Entries shown Start Marker

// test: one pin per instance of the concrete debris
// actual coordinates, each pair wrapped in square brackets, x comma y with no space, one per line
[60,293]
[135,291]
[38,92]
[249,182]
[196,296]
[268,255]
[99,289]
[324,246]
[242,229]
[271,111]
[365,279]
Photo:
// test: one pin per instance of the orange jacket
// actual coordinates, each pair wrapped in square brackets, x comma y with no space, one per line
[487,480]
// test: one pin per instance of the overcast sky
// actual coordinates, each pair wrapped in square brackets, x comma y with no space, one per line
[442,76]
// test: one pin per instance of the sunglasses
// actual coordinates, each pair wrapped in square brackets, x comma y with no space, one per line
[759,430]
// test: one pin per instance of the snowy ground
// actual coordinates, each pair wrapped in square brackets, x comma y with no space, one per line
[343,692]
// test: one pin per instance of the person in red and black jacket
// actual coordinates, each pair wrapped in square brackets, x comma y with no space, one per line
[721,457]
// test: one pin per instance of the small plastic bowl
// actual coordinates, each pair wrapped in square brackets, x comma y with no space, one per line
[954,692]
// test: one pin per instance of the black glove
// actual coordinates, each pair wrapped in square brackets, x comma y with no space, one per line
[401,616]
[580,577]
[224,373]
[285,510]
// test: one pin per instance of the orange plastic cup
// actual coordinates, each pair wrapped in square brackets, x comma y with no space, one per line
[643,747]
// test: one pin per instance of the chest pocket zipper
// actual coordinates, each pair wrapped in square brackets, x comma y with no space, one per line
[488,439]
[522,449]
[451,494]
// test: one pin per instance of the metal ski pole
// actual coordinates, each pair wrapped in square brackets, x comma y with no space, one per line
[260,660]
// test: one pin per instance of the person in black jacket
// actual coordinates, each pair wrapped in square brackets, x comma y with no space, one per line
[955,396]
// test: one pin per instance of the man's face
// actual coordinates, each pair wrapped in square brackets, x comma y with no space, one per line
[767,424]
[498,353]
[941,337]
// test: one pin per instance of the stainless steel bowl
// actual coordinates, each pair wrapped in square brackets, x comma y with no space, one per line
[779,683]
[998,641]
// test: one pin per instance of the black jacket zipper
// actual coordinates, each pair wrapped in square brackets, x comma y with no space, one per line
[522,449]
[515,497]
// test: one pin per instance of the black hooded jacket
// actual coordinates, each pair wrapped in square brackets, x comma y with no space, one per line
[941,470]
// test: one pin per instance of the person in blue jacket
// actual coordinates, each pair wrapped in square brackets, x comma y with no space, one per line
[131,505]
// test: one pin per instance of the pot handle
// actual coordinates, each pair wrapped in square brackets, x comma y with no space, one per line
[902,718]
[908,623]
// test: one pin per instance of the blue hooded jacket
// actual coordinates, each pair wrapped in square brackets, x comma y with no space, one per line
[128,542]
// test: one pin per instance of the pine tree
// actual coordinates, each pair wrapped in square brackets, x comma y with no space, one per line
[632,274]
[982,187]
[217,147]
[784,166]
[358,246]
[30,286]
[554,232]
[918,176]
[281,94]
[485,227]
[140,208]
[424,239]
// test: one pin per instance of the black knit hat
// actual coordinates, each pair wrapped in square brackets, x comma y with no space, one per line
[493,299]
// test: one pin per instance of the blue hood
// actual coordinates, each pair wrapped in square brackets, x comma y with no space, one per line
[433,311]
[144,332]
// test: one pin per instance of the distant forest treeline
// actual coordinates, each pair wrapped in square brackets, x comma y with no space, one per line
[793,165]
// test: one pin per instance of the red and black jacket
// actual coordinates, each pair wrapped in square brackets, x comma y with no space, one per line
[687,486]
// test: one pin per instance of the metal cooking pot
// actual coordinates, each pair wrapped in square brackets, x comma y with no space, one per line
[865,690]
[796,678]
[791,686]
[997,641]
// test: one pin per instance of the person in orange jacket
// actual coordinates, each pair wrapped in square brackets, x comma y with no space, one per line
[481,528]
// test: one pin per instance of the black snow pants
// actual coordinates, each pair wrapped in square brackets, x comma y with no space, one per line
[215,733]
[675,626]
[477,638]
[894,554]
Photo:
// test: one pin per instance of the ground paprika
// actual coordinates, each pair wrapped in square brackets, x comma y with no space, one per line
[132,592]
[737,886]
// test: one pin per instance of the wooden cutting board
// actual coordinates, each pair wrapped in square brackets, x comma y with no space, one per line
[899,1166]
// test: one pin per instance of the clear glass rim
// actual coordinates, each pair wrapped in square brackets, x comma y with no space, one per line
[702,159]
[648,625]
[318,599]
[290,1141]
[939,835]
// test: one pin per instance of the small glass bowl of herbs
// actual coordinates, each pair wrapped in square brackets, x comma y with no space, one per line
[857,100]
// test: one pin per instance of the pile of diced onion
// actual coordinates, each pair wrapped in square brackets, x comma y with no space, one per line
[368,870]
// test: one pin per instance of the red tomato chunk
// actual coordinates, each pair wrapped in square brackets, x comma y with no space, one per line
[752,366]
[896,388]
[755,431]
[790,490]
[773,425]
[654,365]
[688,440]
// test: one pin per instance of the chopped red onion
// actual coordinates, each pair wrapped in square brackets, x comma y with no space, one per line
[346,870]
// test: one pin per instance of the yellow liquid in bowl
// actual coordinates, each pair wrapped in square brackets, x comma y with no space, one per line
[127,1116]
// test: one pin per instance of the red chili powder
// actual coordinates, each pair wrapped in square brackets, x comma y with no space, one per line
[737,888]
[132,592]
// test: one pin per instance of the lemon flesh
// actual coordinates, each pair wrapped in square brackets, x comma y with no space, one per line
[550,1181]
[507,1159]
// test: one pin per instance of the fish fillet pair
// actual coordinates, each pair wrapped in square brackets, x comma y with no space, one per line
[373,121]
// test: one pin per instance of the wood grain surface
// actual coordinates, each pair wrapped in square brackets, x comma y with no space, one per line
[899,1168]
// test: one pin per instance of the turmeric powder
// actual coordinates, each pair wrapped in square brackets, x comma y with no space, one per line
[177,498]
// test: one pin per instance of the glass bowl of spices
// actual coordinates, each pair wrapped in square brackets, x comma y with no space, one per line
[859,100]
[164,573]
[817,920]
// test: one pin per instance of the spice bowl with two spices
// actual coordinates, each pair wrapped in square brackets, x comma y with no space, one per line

Entries shown End Marker

Your answer must be the complete data, repeated word for word.

*Answer to the exercise*:
// test: one pin per instance of the concrete debris
// actual coordinates, each pair wrapped in square brackets, x comma y with no space, one per line
[60,293]
[135,291]
[38,92]
[249,182]
[196,296]
[268,255]
[99,289]
[324,246]
[242,229]
[271,111]
[365,279]
Photo:
// test: one pin per instance of the orange jacket
// actual coordinates, each pair wrapped in square brackets, x comma y with no space, one per line
[487,480]
// test: one pin per instance of the overcast sky
// actual coordinates, each pair wrapped in square brackets, x comma y with no space, one per line
[442,76]
// test: one pin per instance of the sunglasses
// actual coordinates, each pair wrapped in square brackets, x comma y with no space, one per line
[759,430]
// test: one pin per instance of the snowy ground
// actual coordinates, each pair wrapped in square brackets, x comma y with no space, one per line
[343,692]
// test: one pin per instance of the person in red and black jacket
// actual coordinates, each pair wrapped in square brackets, x comma y with no space, one per line
[721,457]
// test: one pin per instance of the small plastic bowl
// actual coordinates, each pair wrapped in square brackets, x comma y with no space, one per line
[954,692]
// test: one pin per instance of the black glove
// actual coordinates, each pair wrapped in square brackets, x comma y with no space, one per line
[401,616]
[580,577]
[224,373]
[285,510]
// test: one pin per instance of the orange plastic cup
// actual coordinates, each pair wrapped in square brackets, x comma y with no space, one per line
[643,747]
// test: one pin per instance of the chest pocket zipper
// actual coordinates, each pair wrapped in square brackets, x comma y with no space, one per line
[488,439]
[522,449]
[451,494]
// test: one pin per instance of the metal ski pole
// actual coordinates, each pair wrapped in square brackets, x comma y with no space, one per line
[260,660]
// test: one pin per instance of the person in black jacket
// actual coordinates, each pair wrapped in square brackets, x comma y with no space, one per line
[955,396]
// test: one pin per instance of the man's face
// actual coordinates, each pair wrapped in square brackets, x comma y with no space, one per line
[767,424]
[498,353]
[941,337]
// test: one pin per instance of the stainless steel bowl
// actual coordinates, each pair wrapped in square brackets, x comma y with no space, one per line
[779,683]
[998,641]
// test: one pin per instance of the black jacket zipper
// actual coordinates, each pair wrapped in square brackets, x comma y with no space, one per line
[522,449]
[515,497]
// test: one pin per instance of the black hooded jacket
// actual coordinates, each pair wrapped in square brackets, x comma y with no space, one per line
[941,470]
// test: one pin per instance of the person in blue jacket
// actual coordinates, each pair wrapped in square brackets, x comma y with no space, one per line
[131,505]
// test: one pin per instance of the pot handle
// actual coordinates, each pair wrapped in square brackets, x comma y with no space, one per line
[902,718]
[908,623]
// test: one pin per instance of the blue hooded jacket
// actual coordinates, each pair wrapped in square brackets, x comma y with no space, one per line
[128,542]
// test: one pin per instance of the pine tree
// actual coordinates, each pair wrapped in square brackets, x comma y with no space, one per line
[632,274]
[982,187]
[217,147]
[784,166]
[358,246]
[30,286]
[554,232]
[918,176]
[281,94]
[485,227]
[140,208]
[424,239]
// test: one pin per instance of the black knit hat
// actual coordinates, each pair wrapped in square brackets, x comma y with no space, one per line
[493,299]
// test: one pin per instance of the blue hood
// actual coordinates, each pair wrapped in square brackets, x comma y with no space, one per line
[433,311]
[144,332]
// test: one pin per instance of the distant forest treeline
// actual coordinates, each pair wrapped in square brackets, x comma y with no space, one per line
[793,165]
// test: one pin per instance of the red and black jacket
// actual coordinates, each pair wrapped in square brackets, x comma y with no space, one per line
[687,486]
// test: one pin per instance of the metal cooking pot
// actual coordinates, each pair wrapped in square brackets, x comma y with no space, one per line
[865,690]
[796,678]
[791,686]
[997,641]
// test: one pin per instance of the person in orange jacket
// actual coordinates, each pair wrapped in square brackets, x comma y with no space, one per line
[481,528]
// test: one pin per instance of the black snow pants
// actual coordinates, each pair wrapped in square brackets, x comma y with no space, one per line
[215,733]
[675,626]
[477,638]
[894,554]
Photo:
// test: one pin per instance of the ground paprika
// actual coordinates, each pair wrapped in square brackets, x comma y with no space, one per line
[132,592]
[737,886]
// test: one pin per instance of the wooden cutting board
// actual coordinates, each pair wrapped in square brackets, x comma y with no space, one per line
[899,1166]
// test: one pin per instance of the clear glass rim
// actual coordinates, each pair wrapped in square brackets, x comma y with no space, one per line
[702,159]
[648,625]
[318,599]
[290,1141]
[939,835]
// test: one pin per instance of the small glass bowl of herbs
// actual coordinates, each pair wrapped in square brackets, x comma y with no space, one per line
[857,100]
// test: one pin per instance of the pile of diced onion
// actual coordinates, each pair wrapped in square brackets, x comma y with no space, one per line
[368,870]
// test: one pin per instance of the red tomato chunk
// actual coordinates, each pair wrapped in square brackets, x comma y with no space, one per line
[752,366]
[896,388]
[755,431]
[790,490]
[773,425]
[654,365]
[688,440]
// test: one pin per instance of the chopped red onion
// actual coordinates, each pair wrapped in square brackets, x comma y with no space, one per line
[346,870]
// test: one pin per instance of the yellow liquid in bowl
// actual coordinates, each pair wrapped in square brackets, x comma y with no space, one per line
[127,1116]
// test: one pin per instance of the red chili powder
// actual coordinates, each pair wrapped in square brackets, x comma y with no space, one per line
[737,888]
[132,592]
// test: one pin per instance of the lemon flesh
// actual coordinates, each pair wrapped in square brackets, x comma y with no space, one per line
[550,1181]
[507,1159]
// test: one pin per instance of the fish fillet pair
// actual coordinates, each pair wrapped in square brackets, x comma y with no space, one per line
[373,121]
// test: one pin per instance of the wood grain surface
// actual coordinates, each pair wrapped in square brackets, x comma y with no space, one per line
[899,1168]
// test: one pin per instance of the turmeric powder
// actual coordinates, each pair wrapped in square brackets, x comma y with no space, one per line
[177,498]
// test: one pin per instance of the glass bowl of spices
// actual coordinates, each pair wrapped in square brackets, x comma y with no space, one per line
[859,100]
[164,573]
[817,920]
// test: one pin per instance of the spice bowl with two spices
// actual coordinates, each pair wrapped in square brackets, x comma y with no space, one per line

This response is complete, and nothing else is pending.